» **Challenge**
Gather every line of the items below that contains the string "ground", and copy each one as it appears.

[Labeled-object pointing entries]

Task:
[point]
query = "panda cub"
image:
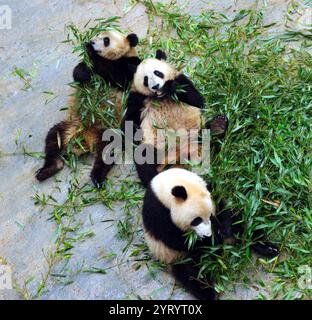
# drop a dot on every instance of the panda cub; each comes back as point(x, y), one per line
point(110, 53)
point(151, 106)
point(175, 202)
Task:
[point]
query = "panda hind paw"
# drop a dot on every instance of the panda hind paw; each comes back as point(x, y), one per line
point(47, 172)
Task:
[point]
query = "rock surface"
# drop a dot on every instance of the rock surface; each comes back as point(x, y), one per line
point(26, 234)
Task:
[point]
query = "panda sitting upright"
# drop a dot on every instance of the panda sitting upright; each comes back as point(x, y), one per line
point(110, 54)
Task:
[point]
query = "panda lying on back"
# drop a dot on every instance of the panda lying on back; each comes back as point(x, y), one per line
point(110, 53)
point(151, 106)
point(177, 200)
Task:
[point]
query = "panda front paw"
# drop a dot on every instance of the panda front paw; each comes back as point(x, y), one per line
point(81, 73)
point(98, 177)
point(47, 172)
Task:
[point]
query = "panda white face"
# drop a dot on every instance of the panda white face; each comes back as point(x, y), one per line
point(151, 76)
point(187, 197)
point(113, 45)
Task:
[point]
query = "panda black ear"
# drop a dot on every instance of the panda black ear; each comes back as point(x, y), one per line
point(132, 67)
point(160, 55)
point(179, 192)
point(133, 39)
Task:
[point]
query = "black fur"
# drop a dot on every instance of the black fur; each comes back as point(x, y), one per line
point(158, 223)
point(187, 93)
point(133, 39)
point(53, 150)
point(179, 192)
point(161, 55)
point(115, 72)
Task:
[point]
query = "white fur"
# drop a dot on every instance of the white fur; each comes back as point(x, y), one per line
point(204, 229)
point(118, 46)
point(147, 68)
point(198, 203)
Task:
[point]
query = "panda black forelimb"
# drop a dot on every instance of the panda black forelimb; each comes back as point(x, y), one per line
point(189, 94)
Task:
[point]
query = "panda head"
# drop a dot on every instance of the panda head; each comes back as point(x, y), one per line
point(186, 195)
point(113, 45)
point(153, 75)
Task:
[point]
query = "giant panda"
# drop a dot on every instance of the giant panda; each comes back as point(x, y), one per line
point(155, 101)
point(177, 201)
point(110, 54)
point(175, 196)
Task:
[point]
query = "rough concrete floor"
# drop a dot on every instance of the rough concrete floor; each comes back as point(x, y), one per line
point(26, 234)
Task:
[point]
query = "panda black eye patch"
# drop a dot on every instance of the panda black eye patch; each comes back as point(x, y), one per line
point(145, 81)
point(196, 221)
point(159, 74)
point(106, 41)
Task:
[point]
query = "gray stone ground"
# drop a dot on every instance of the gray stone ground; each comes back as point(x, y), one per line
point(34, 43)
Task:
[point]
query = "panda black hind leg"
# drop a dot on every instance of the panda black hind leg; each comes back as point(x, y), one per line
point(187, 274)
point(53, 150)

---

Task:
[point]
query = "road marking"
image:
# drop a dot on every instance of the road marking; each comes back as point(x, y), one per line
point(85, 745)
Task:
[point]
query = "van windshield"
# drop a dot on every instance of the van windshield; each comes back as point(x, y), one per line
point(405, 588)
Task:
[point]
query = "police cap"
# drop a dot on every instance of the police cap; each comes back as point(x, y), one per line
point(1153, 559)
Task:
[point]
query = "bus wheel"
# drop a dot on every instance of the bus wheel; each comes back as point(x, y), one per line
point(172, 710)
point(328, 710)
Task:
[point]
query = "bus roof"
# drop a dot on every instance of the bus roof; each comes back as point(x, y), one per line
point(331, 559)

» **Solution for this task**
query = "gray stone ground"
# drop a dot on every instance of the gray stone ground; each comes back as point(x, y), one per line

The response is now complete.